→ **AIM OF THE EXERCISE**
Go through the listing below and output exactly the line with "rough mask: <svg", the line with "positive clicks: (124, 75)", and each line between; omit the rest.

→ **RECORDS FOR THE EXERCISE**
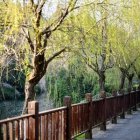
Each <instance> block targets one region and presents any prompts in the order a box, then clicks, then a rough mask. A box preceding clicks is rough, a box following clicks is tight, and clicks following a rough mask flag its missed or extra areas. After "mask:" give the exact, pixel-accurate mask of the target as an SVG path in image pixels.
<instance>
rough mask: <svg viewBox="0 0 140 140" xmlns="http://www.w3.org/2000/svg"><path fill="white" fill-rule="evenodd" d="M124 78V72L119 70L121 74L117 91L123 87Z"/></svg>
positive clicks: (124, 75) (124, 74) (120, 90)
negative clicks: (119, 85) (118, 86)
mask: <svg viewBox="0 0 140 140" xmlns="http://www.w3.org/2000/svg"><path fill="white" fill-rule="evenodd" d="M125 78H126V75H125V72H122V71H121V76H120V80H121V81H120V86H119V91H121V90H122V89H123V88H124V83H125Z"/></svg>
...
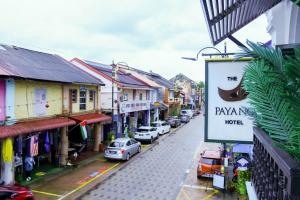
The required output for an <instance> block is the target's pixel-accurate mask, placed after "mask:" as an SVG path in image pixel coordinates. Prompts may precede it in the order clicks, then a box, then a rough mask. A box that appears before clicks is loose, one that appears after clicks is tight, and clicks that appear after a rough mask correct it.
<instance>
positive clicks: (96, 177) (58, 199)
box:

→ **EXERCISE RESPONSE**
rough mask: <svg viewBox="0 0 140 140" xmlns="http://www.w3.org/2000/svg"><path fill="white" fill-rule="evenodd" d="M124 78V72L119 70L121 74L117 91L123 87Z"/></svg>
positive clicks: (124, 75) (124, 74) (120, 90)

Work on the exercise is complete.